-- START Supplied passage --
Courage Barda
BM Composition Recital
Program Notes
Give orange me
Neam “Nim” Chimpsky was the chimpanzee subject of an animal language acquisition study at Columbia University in the 1970s. Nim learned to mimic American Sign Language and is remembered for having signed the longest recorded sentence by a non-human animal. The sentence is as follows: Give orange me give eat orange me eat orange give me eat orange give me you. Scientists have debated the legitimacy of Nim’s ability to understand and use human language. I, however, find it awesome even if he didn’t understand what he was signing. A documentary and internet meme culture, and now my composition, have worked to preserve and honor Nim’s legacy. “Give orange me” won The Capital Hearings’ 2024 Young Composers Competition.
-- END Supplied passage --
▶ [Stated problem A]: List each distinct word that appears in Nim's longest recorded sentence as quoted in the program notes.
The program notes and the listing that comes next are unrelated material.
-- START Source data --
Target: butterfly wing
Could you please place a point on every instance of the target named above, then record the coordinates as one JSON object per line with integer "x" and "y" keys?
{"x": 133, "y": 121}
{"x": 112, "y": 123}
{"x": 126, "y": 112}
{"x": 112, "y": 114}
-- END Source data --
▶ [Stated problem B]: Scale the listing by reproducing every line of it, requests included, with each coordinate in the answers multiplied by 0.25 and rounded to a whole number, halves rounding up.

▶ [Full output A]: give, orange, me, eat, you

▶ [Full output B]:
Target: butterfly wing
Could you please place a point on every instance of the target named above, then record the coordinates as one JSON object per line with integer "x" and "y" keys?
{"x": 33, "y": 30}
{"x": 28, "y": 31}
{"x": 32, "y": 28}
{"x": 28, "y": 29}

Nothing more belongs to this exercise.